- [Brief] Copy every line below, word for word, from the line containing "For this exercise we mark the red" down to the last line.

——

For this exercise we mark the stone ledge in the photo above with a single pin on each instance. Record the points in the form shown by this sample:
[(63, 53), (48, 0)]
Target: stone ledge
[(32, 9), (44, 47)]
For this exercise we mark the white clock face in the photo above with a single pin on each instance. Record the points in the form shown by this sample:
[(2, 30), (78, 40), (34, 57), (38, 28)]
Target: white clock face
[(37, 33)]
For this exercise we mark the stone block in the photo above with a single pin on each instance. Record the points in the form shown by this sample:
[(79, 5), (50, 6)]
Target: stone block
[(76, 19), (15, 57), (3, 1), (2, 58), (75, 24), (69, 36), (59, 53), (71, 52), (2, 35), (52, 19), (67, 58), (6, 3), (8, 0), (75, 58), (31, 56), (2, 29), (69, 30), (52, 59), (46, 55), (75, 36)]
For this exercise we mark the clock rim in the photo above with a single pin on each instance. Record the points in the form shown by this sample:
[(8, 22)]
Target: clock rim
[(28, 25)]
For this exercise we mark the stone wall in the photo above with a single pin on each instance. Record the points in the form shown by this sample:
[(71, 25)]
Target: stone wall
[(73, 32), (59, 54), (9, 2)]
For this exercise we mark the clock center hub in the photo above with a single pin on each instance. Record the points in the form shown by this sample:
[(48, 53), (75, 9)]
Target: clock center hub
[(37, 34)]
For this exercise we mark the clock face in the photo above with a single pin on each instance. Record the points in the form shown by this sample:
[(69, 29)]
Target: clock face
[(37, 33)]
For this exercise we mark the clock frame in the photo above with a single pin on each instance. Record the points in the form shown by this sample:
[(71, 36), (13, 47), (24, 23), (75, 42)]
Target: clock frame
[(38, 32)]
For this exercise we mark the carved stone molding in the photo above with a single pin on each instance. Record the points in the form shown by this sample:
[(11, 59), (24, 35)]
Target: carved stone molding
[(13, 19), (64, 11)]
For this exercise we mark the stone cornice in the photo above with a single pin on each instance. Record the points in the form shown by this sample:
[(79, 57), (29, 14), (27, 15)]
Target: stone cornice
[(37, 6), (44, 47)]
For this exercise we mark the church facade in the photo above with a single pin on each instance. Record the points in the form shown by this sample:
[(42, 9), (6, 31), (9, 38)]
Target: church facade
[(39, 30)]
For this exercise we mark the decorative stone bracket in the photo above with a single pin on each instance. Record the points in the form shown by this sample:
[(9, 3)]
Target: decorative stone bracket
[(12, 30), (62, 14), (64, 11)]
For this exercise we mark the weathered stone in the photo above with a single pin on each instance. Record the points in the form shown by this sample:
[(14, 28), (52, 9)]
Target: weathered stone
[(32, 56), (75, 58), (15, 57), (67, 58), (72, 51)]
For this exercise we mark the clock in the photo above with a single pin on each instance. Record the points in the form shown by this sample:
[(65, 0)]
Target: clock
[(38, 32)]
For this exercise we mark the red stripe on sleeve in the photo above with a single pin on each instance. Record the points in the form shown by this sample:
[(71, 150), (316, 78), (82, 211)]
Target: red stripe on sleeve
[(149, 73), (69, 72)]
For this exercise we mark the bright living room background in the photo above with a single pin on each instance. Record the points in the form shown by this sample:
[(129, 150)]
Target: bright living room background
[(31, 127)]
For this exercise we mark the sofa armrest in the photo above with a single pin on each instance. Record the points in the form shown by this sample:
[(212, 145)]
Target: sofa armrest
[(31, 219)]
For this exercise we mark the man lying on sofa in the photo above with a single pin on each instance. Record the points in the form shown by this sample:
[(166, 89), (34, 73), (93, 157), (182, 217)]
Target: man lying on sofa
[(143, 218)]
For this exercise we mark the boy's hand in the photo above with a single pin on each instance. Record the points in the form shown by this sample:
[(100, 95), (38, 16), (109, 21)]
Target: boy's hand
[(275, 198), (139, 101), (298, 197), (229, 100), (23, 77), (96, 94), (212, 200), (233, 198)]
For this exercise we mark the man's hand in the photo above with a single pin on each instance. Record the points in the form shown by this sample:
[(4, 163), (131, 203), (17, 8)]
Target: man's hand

——

- [Finished exercise]
For this exercise we mark the red stripe on sleeve in the photo above with a single pin on each instance. Record the points in the form shown by this sample:
[(71, 150), (316, 78), (82, 211)]
Target: red stripe on sleeve
[(149, 73), (69, 72)]
For this exercise we mark the bright living room background in the photo above with a single pin on each instance. Record the points in the form shown by this sample:
[(129, 150)]
Target: bright living room background
[(31, 127)]
For this exercise we mark the sofa armrest in the photo above with a single pin on each instance. Record the points in the form shown by this sample:
[(212, 145)]
Target: sofa armrest
[(31, 219)]
For this exercise we mark the man lying on sofa in the photo above with a single pin on each instance. Record the points in the form shown by this sample:
[(166, 89), (34, 73), (93, 157), (182, 217)]
Target: man lying on sofa
[(143, 218)]
For this exercise we mark the boy's hand in the photo above with a single pin on each instance. Record the points in the form shown by this sample:
[(100, 95), (38, 16), (109, 21)]
Target: boy's hand
[(275, 198), (139, 101), (298, 197), (229, 100), (23, 77), (96, 94), (212, 200), (233, 198)]
For this exercise we mark the man's hand in the photo above with a single pin on each instance. Record the points in the form shown by this sample:
[(4, 163), (131, 203), (17, 8)]
Target: man's hand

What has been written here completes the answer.